───── Available data
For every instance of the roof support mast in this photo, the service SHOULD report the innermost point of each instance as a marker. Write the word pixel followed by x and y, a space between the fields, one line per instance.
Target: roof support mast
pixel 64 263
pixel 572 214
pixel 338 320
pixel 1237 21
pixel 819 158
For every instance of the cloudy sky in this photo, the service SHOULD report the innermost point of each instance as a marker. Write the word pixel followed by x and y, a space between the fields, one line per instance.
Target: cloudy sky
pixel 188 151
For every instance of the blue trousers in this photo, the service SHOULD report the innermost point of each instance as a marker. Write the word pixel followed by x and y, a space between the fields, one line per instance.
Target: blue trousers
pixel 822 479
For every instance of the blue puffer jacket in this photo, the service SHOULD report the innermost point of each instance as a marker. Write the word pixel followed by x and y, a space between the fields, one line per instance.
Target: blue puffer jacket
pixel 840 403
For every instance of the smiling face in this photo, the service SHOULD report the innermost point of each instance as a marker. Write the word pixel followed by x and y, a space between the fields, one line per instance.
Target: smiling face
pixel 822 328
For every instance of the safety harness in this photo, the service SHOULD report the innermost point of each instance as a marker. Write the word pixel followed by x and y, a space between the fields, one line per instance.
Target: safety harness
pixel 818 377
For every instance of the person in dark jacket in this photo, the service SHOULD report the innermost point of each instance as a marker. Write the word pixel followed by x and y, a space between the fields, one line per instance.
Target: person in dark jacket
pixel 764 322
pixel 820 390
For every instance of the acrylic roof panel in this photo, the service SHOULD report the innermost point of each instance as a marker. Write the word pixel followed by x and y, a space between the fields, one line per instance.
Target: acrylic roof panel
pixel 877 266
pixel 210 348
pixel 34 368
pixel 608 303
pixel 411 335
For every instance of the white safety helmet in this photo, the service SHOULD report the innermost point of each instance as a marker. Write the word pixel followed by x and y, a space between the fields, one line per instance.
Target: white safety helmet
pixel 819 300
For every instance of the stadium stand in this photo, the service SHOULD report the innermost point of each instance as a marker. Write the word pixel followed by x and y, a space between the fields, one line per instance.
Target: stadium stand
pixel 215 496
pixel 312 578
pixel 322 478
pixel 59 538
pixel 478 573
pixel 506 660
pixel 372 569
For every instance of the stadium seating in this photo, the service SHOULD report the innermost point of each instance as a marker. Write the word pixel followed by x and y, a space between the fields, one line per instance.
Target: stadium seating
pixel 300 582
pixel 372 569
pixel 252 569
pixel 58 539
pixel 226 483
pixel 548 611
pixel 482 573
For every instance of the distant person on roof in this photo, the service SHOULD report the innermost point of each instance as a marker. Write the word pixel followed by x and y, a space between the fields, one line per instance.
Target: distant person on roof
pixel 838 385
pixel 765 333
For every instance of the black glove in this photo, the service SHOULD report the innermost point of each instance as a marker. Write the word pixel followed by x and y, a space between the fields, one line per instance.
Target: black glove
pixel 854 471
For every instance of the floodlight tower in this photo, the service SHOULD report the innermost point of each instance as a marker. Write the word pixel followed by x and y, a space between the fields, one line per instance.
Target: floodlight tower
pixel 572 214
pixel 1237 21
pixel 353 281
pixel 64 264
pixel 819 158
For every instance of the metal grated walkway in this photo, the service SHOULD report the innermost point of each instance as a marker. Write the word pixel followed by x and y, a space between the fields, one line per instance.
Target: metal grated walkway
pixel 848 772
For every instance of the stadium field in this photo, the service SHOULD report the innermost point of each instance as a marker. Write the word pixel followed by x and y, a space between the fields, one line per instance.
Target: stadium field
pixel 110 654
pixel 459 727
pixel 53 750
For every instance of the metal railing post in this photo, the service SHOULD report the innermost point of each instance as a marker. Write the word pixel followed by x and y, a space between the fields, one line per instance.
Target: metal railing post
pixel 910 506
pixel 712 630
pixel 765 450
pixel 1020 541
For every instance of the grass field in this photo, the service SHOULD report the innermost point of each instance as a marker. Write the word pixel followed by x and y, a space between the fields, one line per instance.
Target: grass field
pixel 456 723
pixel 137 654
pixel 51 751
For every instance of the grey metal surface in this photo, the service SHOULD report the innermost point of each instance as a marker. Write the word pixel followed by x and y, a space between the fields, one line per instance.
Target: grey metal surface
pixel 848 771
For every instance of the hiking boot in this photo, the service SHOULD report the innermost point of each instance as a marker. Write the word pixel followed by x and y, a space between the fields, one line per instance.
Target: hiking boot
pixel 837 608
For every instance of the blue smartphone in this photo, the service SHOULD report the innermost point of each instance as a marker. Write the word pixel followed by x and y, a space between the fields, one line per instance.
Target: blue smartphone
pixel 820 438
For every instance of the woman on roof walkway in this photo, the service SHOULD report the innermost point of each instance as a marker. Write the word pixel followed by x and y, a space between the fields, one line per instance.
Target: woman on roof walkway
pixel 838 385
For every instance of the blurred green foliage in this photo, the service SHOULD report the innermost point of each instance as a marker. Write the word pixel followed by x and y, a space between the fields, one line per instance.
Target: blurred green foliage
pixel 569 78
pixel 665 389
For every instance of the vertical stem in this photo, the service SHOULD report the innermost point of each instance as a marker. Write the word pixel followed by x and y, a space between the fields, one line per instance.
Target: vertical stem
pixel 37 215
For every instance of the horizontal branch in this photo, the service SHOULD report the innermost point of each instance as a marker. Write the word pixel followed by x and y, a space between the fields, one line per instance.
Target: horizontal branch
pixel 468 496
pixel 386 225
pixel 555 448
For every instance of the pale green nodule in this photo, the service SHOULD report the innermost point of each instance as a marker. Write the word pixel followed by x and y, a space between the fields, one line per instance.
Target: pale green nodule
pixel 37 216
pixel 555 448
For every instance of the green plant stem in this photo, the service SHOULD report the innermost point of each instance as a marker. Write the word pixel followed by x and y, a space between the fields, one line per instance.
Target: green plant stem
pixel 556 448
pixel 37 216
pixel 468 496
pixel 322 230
──────────
▶ **Task instructions**:
Copy every one of the records above word for word, with nothing changed, added, or left out.

▶ **Correct answer**:
For every instance of the roof support mast in this photo, the service SHOULD report the innermost point of each instance as a marker. Write the word pixel followed by x and y, a space between the fields, one line per instance.
Target: roof support mast
pixel 64 263
pixel 572 214
pixel 338 320
pixel 1237 21
pixel 819 158
For every instance of the cloudy sky in this photo, the service SHOULD report the innermost point of each instance as a marker. Write the word pixel followed by x and y, a space between the fields, one line per instance.
Target: cloudy sky
pixel 188 151
For every instance of the blue trousers in this photo, the service SHOULD report the innermost point of each instance as a marker. Write the word pixel followed by x and y, a space between the fields, one line per instance.
Target: blue trousers
pixel 822 479
For every instance of the blue puffer jacket in this photo, the service SHOULD report the innermost point of each instance as a marker. Write the word pixel followed by x and y, a space between the fields, one line per instance.
Target: blue puffer jacket
pixel 840 403
For every instance of the smiling face in this photo, the service SHOULD report the innermost point of each instance as a marker. Write the word pixel followed by x and y, a space between the fields, one line per instance.
Target: smiling face
pixel 822 328
For every instance of the safety harness in this photo, the service SHOULD report the innermost point of each instance as a marker. Write the word pixel followed by x and y, a space between the fields, one line per instance.
Target: safety harness
pixel 818 377
For every instance of the person in dark jacket in this photo, the service SHOULD report the innermost point of each instance as a marker. Write the word pixel followed by x and y, a space between the fields, one line per instance.
Target: person in dark jacket
pixel 764 322
pixel 820 390
For every instance of the acrylic roof panel in this photo, the service SHOULD report the innermost point of each instance as a marker. Write the word pixel followed by x and y, a space between the fields, one line per instance.
Target: acrylic roof panel
pixel 877 266
pixel 210 348
pixel 34 368
pixel 608 303
pixel 411 335
For every instance of the white safety helmet in this photo, the service SHOULD report the innermost point of each instance as a marker. Write the word pixel followed by x and y, a space between the fields, one line per instance.
Target: white safety helmet
pixel 819 300
For every instance of the stadium stand in this photo, the service SHOULD report the innermost point of each instance as a marker. Write the word pixel followed by x and y, a space between the fields, one line per instance.
Target: stadium stand
pixel 215 496
pixel 312 578
pixel 322 478
pixel 59 538
pixel 478 573
pixel 506 660
pixel 372 569
For every instance of the stadium seating in this photo, the service SHOULD report the innermost point of each instance as a marker. Write the word pixel followed by x and y, a space between the fields, one line per instance.
Target: stadium seating
pixel 300 582
pixel 372 569
pixel 252 569
pixel 58 539
pixel 226 483
pixel 548 611
pixel 482 573
For every instance of the distant person on roof in this photo, the service SHOULD report the innermost point of each instance as a marker. Write the word pixel followed by x and y, a space between the fields, one line per instance.
Target: distant person on roof
pixel 838 385
pixel 765 333
For every instance of the black glove in this photo, the service SHOULD report the innermost point of each instance as a marker. Write the word pixel followed by x and y, a space between the fields, one line per instance.
Target: black glove
pixel 854 471
For every instance of the floodlight tower in this photo, the service SHOULD report the innermost point of each instance as a marker. Write the word pixel followed by x and y, a space between the fields, one line per instance.
Target: floodlight tower
pixel 572 214
pixel 1237 21
pixel 353 281
pixel 64 264
pixel 819 158
For every instance of the metal grated walkway in this photo, the service SHOULD report the innermost point of each instance as a marker. Write the word pixel followed by x and y, a space between the fields, one line per instance.
Target: metal grated walkway
pixel 848 772
For every instance of the stadium field in this photo, the service SHOULD report the innermost point of each instance as a marker. Write the word pixel followed by x and y, a space between the fields, one line per instance.
Target: stadium field
pixel 110 654
pixel 459 727
pixel 53 750
For every instance of the metal railing post in this photo, the service SHOULD report the innermost point of each instance as a marker. Write the word pixel followed by x and y, a space between the fields, one line per instance.
Target: metal railing post
pixel 910 506
pixel 712 630
pixel 765 450
pixel 1020 541
For every instance of the grass field in this photo, the service SHOULD report the innermost point of each instance as a marker. Write the word pixel followed by x and y, a space between the fields, one line per instance.
Target: grass field
pixel 456 723
pixel 137 654
pixel 51 751
For every instance of the grey metal surface in this photo, the service SHOULD report the innermost point of each instance as a marker. Write the word pixel followed by x and y, a space between the fields, one line per instance.
Target: grey metal surface
pixel 848 771
For every instance of the hiking boot in this photo, the service SHOULD report the innermost point of each instance as a marker. Write the word pixel followed by x and y, a space between the fields, one line per instance.
Target: hiking boot
pixel 837 608
For every instance of the blue smartphone in this photo, the service SHOULD report the innermost point of each instance as a marker. Write the word pixel followed by x and y, a space between the fields, one line per instance.
Target: blue smartphone
pixel 820 438
For every instance of the woman on roof walkway in this photo, the service SHOULD report the innermost point of each instance as a marker. Write the word pixel followed by x and y, a space between the fields, one line per instance.
Target: woman on roof walkway
pixel 838 385
For every instance of the blurred green foliage in this photo, the service SHOULD report the innermost point of each instance as a marker. Write the word pixel followed by x and y, a space between the fields, one line per instance.
Target: blurred green foliage
pixel 569 78
pixel 665 389
For every instance of the vertical stem in this photo, the service SHOULD report the innermost point of each instance as a marker. Write the word pixel followed by x and y, a space between the fields, one line per instance.
Target: vertical stem
pixel 37 215
For every instance of the horizontal branch in this photo, the service SHOULD report the innermost point of each instance as a marker. Write the word pixel followed by x and y, a space between the fields, one line per instance.
Target: horizontal branch
pixel 468 496
pixel 386 225
pixel 555 448
For every instance of the pale green nodule in this photo, the service SHOULD report the innermost point of each instance as a marker. Write the word pixel followed by x and y, a space between the fields, one line per instance.
Target: pale green nodule
pixel 37 216
pixel 555 448
For every instance of the green plant stem in this photo, the service SHOULD report the innermost point of each instance as a marker. Write the word pixel followed by x and y, a space between the fields, one line per instance.
Target: green plant stem
pixel 556 448
pixel 37 216
pixel 468 496
pixel 322 230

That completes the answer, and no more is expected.